-- BEGIN Provided records --

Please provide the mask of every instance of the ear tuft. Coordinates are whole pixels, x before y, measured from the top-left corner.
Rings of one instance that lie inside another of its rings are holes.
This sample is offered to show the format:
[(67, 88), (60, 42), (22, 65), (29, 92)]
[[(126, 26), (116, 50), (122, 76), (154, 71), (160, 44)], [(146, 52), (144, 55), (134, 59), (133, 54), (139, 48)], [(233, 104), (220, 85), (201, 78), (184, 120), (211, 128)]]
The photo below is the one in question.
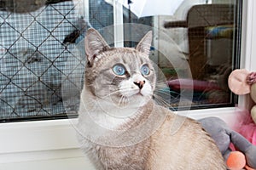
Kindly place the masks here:
[(84, 46), (87, 60), (90, 63), (92, 62), (96, 54), (110, 48), (102, 35), (93, 28), (90, 28), (87, 31)]
[(148, 31), (138, 42), (136, 49), (148, 55), (152, 42), (152, 31)]

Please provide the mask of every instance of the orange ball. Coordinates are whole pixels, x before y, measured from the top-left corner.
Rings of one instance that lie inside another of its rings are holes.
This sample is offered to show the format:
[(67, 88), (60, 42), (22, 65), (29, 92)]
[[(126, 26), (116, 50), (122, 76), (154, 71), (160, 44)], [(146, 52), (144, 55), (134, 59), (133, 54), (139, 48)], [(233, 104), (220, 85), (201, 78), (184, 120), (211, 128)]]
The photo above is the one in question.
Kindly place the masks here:
[(246, 166), (246, 158), (241, 152), (232, 151), (226, 163), (230, 170), (241, 170)]

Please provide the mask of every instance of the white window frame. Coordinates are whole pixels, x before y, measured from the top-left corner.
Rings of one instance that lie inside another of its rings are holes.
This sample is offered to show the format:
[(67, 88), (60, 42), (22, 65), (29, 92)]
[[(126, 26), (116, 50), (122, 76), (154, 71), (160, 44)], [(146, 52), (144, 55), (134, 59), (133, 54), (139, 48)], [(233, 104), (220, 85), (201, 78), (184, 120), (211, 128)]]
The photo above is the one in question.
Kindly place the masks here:
[[(256, 1), (244, 0), (241, 68), (248, 71), (256, 71), (255, 30)], [(239, 97), (239, 105), (246, 105), (247, 102), (247, 98)], [(236, 119), (235, 110), (195, 110), (189, 112), (189, 116), (198, 119), (215, 116), (229, 122)], [(0, 136), (0, 169), (6, 163), (82, 156), (75, 130), (68, 119), (2, 123)]]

-- END Provided records --

What you will do: Substitute "integer pixels" for "whole pixels" wherever it occurs in the records above, leaving everything else unchanged. Leave the pictures out of your answer.

Result:
Please provide the mask of every instance of the ear tuft. Coordinates are integer pixels, x before y, measured from the top-left corner.
Rings of one instance that lie inside another of its rings are holes.
This sample is offered to show the format:
[(67, 88), (60, 42), (22, 65), (29, 92)]
[[(126, 26), (116, 50), (122, 76), (154, 71), (160, 44)], [(146, 52), (144, 55), (134, 59), (133, 54), (139, 48)], [(233, 104), (220, 85), (201, 78), (184, 120), (211, 128)]]
The photo below is the one in question.
Kindly place the masks here:
[(84, 46), (87, 60), (90, 63), (92, 62), (96, 54), (110, 48), (102, 35), (93, 28), (90, 28), (87, 31)]
[(148, 31), (138, 42), (136, 49), (148, 55), (152, 42), (152, 31)]

Please provide the mask of every instance of the orange ball. Coordinates are integer pixels, x before y, measured from the top-left corner.
Rings of one instance that lie inside another of its rings are holes.
This sample is offered to show the format:
[(67, 88), (60, 42), (22, 65), (29, 92)]
[[(126, 26), (116, 50), (122, 76), (154, 71), (160, 44)], [(146, 52), (144, 55), (134, 59), (133, 54), (139, 48)], [(233, 104), (220, 85), (201, 78), (184, 120), (211, 128)]]
The photo above is the one in question.
Kindly place the masks here:
[(246, 166), (246, 158), (241, 152), (232, 151), (226, 163), (230, 170), (241, 170)]

Please provide the mask of every instance of the white window frame. Coordinates are integer pixels, x before y, measured from the top-left corner.
Rings of one instance that lie inside another of its rings are holes.
This sample is offered to show the format:
[(67, 88), (60, 42), (22, 65), (29, 92)]
[[(126, 26), (116, 50), (122, 76), (154, 71), (160, 44)], [(146, 52), (144, 55), (134, 59), (133, 54), (139, 48)], [(233, 104), (220, 85), (201, 78), (184, 120), (211, 128)]]
The photo above is the one in question.
Kindly place the masks here:
[[(256, 1), (244, 0), (241, 68), (248, 71), (256, 71), (255, 30)], [(239, 97), (239, 105), (246, 105), (247, 102), (247, 98)], [(236, 119), (235, 110), (195, 110), (189, 112), (189, 116), (198, 119), (215, 116), (229, 122)], [(0, 136), (0, 169), (6, 163), (82, 156), (75, 130), (68, 119), (2, 123)]]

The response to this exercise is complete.